Required work:
a - In the forum thread about backpropagating two losses through a parent module, how is the total loss computed?
b - Extend the forum thread about backpropagating two losses through a parent module, picking up right after its last line of code.

Passage provided:
I have 2 modules A and B after a parent module C.
During loss computation, I simply compute total_loss = loss_A + loss_B
But I get stuck while implementing backward for module C.
I have 2 gradients come from module A and module B, and I have 2 proposals:
sum the 2 gradients
backward module C with 2 gradients individually
Both 2 methods seem to have different downsides.
How would you guys solve this weird condition?
Any comment or direction would be a big help.
Thanks!
Thanks for your reply!
You’re right, my brain must be broken …
But is simply summing the two gradients work in this case?
I mean, in high dimensional space, the 2 gradients may probably point to very different directions, so the resulting direction can be very different to original ones.
Or am I over-concerning this problem?
import torch
from torch.autograd import Variable
# define initial data
a = Variable(torch.randn(10), requires_grad=True)

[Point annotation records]

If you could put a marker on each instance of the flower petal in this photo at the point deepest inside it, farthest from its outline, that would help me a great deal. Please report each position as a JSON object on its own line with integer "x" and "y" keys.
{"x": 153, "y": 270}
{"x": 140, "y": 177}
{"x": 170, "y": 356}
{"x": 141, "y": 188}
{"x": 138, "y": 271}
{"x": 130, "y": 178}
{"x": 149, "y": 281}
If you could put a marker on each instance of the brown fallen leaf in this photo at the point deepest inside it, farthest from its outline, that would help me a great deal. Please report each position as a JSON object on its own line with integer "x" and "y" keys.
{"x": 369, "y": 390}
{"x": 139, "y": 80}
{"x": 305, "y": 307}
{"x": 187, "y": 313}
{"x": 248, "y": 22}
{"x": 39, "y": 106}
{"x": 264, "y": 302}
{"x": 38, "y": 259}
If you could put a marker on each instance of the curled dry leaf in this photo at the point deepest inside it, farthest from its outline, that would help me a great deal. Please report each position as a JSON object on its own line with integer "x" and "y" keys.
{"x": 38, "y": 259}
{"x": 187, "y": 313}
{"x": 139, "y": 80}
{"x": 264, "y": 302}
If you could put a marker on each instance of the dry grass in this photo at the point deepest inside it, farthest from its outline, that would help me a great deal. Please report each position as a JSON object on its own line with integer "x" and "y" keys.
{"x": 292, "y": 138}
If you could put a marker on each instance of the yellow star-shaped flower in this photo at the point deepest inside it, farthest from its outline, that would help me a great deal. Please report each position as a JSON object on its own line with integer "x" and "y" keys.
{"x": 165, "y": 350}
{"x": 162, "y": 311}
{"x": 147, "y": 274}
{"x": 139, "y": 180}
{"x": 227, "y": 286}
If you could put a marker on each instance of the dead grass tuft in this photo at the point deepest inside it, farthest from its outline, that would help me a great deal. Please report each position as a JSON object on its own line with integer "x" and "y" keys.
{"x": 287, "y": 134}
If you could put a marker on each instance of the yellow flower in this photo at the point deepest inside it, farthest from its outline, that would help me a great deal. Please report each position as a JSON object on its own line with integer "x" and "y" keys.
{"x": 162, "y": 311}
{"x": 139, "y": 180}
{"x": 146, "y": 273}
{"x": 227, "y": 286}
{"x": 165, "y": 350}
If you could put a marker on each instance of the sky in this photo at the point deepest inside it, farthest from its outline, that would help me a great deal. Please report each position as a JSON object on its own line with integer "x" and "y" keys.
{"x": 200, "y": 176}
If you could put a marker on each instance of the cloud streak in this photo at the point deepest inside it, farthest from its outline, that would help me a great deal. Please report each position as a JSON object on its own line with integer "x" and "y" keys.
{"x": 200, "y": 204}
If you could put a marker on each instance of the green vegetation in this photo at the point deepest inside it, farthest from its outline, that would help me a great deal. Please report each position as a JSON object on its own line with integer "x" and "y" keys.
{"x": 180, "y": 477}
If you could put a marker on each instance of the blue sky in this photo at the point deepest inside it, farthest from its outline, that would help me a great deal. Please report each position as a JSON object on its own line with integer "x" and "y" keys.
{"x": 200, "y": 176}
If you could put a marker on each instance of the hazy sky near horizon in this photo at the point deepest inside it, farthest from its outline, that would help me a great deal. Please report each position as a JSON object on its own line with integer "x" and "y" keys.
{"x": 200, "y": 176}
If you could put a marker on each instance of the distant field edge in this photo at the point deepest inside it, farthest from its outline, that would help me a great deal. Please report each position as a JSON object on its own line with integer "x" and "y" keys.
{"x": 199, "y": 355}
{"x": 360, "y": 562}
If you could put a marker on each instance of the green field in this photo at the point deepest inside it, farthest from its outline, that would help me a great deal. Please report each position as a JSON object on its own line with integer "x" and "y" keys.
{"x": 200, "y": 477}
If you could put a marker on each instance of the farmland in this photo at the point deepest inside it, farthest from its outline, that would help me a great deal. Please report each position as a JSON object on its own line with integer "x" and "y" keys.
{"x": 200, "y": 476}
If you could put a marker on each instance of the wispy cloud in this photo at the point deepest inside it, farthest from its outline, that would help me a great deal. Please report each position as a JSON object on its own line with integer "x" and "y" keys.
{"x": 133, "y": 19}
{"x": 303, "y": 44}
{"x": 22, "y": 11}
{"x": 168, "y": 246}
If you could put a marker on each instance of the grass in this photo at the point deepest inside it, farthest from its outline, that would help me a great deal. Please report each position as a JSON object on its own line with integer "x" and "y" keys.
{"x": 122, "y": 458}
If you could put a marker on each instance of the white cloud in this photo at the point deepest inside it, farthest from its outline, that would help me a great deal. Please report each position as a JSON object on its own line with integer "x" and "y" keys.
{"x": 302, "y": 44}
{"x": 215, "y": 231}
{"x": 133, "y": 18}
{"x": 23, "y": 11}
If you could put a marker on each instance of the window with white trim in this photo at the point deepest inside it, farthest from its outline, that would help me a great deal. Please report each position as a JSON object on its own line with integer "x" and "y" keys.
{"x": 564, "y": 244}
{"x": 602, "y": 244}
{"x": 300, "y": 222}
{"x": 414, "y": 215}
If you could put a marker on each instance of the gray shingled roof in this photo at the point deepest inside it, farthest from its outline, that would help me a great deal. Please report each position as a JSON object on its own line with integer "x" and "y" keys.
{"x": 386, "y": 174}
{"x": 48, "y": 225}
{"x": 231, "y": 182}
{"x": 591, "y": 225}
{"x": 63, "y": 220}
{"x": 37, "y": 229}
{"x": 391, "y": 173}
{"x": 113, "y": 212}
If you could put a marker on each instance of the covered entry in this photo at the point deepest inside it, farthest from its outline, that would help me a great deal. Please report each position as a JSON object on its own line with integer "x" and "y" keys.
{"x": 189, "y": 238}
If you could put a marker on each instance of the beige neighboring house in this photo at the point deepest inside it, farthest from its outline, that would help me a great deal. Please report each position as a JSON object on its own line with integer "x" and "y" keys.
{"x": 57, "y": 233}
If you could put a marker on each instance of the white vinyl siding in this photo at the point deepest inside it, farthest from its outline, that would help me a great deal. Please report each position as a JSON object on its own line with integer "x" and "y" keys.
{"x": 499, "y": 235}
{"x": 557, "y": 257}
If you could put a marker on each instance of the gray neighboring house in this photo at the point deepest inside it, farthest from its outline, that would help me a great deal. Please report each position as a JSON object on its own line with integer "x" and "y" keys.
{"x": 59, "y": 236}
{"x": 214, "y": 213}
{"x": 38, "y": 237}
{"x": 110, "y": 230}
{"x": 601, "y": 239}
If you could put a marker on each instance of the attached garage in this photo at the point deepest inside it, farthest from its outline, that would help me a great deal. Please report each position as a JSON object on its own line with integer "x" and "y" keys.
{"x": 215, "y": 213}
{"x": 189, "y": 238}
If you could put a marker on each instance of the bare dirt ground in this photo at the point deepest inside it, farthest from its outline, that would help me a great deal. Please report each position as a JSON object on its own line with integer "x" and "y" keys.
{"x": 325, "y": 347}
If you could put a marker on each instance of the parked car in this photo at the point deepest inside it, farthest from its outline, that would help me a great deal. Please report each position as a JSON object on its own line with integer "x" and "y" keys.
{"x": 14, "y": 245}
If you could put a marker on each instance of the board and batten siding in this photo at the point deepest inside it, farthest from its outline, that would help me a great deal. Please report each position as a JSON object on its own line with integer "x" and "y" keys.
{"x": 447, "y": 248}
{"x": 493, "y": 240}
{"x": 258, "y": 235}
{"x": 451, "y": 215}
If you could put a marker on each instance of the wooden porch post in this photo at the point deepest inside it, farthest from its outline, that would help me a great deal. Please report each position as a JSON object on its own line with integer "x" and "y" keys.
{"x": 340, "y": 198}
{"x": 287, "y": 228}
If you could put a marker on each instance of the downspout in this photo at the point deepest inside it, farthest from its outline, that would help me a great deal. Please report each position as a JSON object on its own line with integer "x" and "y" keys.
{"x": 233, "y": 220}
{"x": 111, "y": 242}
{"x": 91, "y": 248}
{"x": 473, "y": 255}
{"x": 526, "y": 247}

--

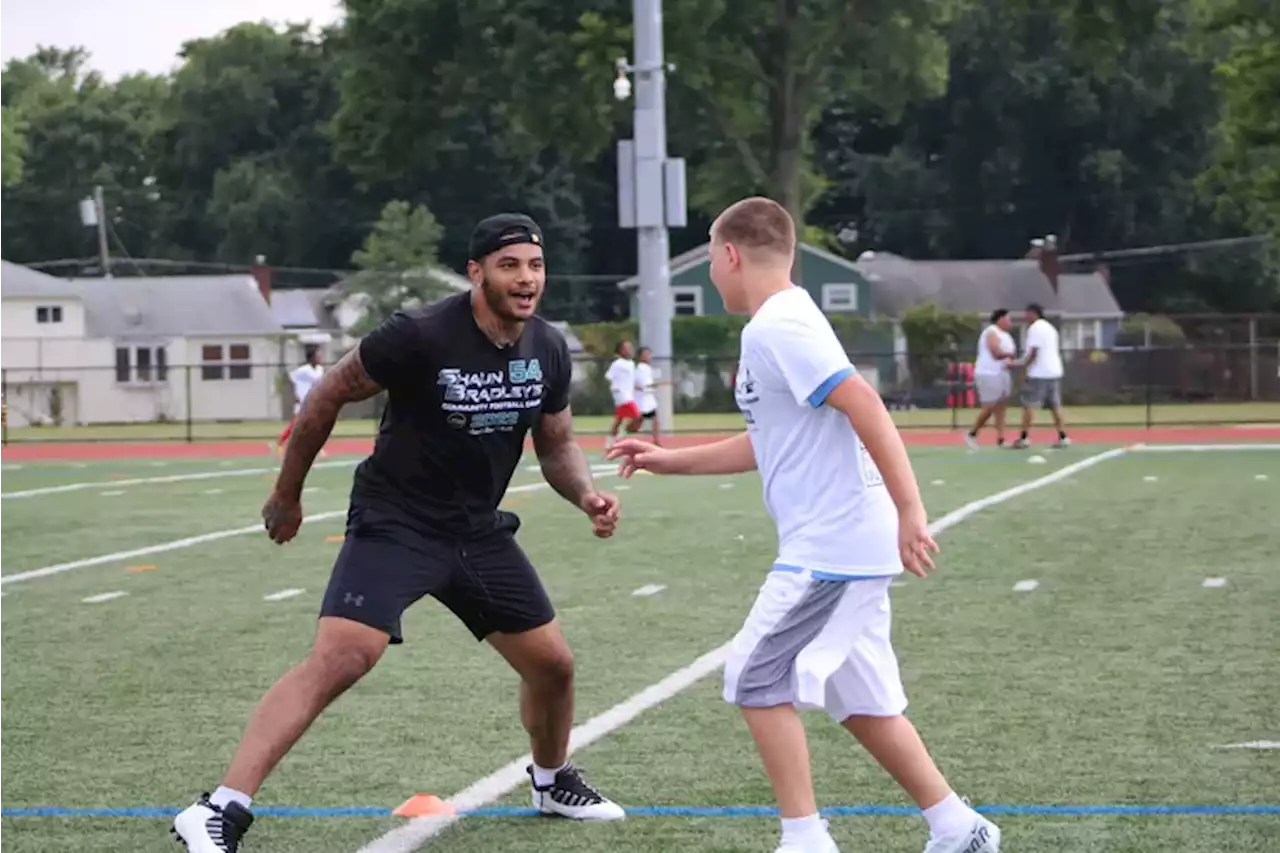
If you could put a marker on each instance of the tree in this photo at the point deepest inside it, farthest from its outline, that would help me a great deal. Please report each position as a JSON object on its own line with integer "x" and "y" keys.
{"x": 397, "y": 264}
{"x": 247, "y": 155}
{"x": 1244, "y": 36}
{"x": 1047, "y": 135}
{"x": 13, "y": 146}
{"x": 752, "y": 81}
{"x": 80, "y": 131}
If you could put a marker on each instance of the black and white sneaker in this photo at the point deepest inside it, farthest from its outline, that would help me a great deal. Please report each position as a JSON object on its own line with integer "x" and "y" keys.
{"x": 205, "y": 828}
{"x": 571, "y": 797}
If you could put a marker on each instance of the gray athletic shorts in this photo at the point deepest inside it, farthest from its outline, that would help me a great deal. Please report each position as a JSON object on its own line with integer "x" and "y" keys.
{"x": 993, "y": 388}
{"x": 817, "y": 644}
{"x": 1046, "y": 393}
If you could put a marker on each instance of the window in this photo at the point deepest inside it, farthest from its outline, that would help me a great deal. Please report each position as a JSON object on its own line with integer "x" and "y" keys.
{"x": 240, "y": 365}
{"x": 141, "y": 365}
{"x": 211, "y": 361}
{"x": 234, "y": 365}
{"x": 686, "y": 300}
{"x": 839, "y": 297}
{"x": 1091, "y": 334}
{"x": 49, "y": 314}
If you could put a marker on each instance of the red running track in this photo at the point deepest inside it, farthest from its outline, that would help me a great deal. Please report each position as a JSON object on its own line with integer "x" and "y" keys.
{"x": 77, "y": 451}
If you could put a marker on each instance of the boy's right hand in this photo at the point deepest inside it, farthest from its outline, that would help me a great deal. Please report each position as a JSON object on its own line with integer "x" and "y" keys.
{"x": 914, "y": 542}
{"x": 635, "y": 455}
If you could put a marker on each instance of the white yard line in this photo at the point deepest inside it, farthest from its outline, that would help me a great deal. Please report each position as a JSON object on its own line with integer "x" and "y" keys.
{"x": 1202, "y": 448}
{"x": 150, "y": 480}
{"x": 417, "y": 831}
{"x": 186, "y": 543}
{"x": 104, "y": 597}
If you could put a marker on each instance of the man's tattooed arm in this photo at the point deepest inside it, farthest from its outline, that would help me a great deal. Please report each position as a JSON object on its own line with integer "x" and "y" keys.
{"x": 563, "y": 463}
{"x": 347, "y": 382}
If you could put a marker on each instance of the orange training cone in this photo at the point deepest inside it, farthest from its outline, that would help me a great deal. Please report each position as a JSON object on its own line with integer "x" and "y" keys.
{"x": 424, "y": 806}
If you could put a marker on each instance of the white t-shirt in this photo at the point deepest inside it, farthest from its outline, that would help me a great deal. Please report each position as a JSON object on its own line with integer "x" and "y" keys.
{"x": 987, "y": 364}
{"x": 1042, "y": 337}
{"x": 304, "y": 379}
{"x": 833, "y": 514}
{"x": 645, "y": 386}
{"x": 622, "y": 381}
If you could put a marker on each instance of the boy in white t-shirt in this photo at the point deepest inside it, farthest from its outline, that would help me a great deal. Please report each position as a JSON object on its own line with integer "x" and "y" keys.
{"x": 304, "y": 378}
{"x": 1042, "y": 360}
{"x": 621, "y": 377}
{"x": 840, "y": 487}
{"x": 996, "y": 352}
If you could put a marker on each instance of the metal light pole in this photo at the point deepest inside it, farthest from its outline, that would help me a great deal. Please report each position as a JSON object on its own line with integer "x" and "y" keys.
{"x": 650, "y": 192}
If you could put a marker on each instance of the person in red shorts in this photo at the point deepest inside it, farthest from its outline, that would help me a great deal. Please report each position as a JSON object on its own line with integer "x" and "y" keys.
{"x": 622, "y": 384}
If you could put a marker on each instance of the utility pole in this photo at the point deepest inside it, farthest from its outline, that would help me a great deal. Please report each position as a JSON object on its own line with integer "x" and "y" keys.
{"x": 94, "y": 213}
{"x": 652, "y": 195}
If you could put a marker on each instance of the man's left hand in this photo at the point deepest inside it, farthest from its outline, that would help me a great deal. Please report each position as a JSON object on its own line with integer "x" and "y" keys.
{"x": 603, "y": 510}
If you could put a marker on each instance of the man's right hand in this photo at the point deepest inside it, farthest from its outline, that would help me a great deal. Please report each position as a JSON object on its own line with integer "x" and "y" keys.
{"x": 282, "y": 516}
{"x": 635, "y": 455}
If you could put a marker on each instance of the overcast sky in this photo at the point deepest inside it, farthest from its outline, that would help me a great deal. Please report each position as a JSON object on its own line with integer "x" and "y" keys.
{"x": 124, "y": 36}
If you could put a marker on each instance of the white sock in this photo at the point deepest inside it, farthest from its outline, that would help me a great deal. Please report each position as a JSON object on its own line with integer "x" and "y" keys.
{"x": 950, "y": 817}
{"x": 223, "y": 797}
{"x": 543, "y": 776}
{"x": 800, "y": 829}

Answers below:
a - total_loss = loss_A + loss_B

b -
# b is the parent module
b = a * 2
# rewrap variable to have manual history management here
b_ = Variable(b.data, requires_grad=True)
c = b_ * b_
d = b_ * 4
e = c + d
# do backward in combined way
e.backward(torch.ones(e.size()))
b.backward(b_.grad)
agrad_combined = a.grad.data.clone()
# now reset a's grad
# reset a's grad
a.grad.data.zero_()
# let's do separate way
b = a * 2
b_ = Variable(b.data, requires_grad=True)
c = b_ * b_
d = b_ * 4
c.backward(torch.ones(c.size()))
b.backward(b_.grad)
b_.grad.data.zero_()
d.backward(torch.ones(d.size()))
b.backward(b_.grad)
agrad_separate = a.grad.data.clone()
# print difference between combined method and separate method
print(agrad_combined - agrad_separate)